_Work instructions_:
Switch "marker" to "point" in the records starting at the line containing "the red jacket" and ending at the line containing "x=151, y=266", and return only those lines with everything else unchanged. Omit the picture from your answer.

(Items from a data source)
○ ○ ○ ○ ○
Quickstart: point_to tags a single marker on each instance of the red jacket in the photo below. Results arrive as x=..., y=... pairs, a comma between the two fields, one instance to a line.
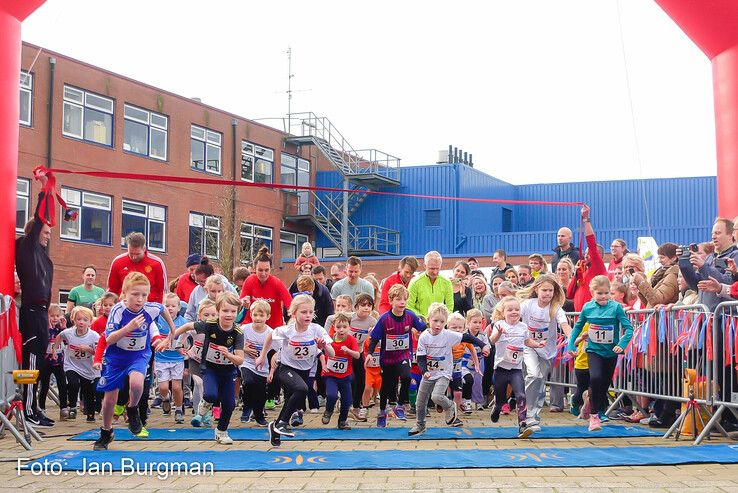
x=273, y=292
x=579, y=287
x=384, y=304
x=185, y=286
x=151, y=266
○ ○ ○ ○ ○
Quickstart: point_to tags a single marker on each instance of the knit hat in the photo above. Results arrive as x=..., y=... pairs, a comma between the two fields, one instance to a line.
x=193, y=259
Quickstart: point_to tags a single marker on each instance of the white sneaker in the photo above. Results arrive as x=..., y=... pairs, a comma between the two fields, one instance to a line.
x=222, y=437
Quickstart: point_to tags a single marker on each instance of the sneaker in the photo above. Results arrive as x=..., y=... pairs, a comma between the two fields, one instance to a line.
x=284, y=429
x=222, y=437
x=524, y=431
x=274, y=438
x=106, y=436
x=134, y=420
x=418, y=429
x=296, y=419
○ ○ ○ ○ ○
_Solved exercise_:
Quickstart: point_to tags a single point on each instance of the red jacket in the photo below. Results arrive as x=..., y=... pairs, a comma between the two fields, one instance to a line.
x=273, y=292
x=579, y=287
x=384, y=304
x=185, y=286
x=151, y=266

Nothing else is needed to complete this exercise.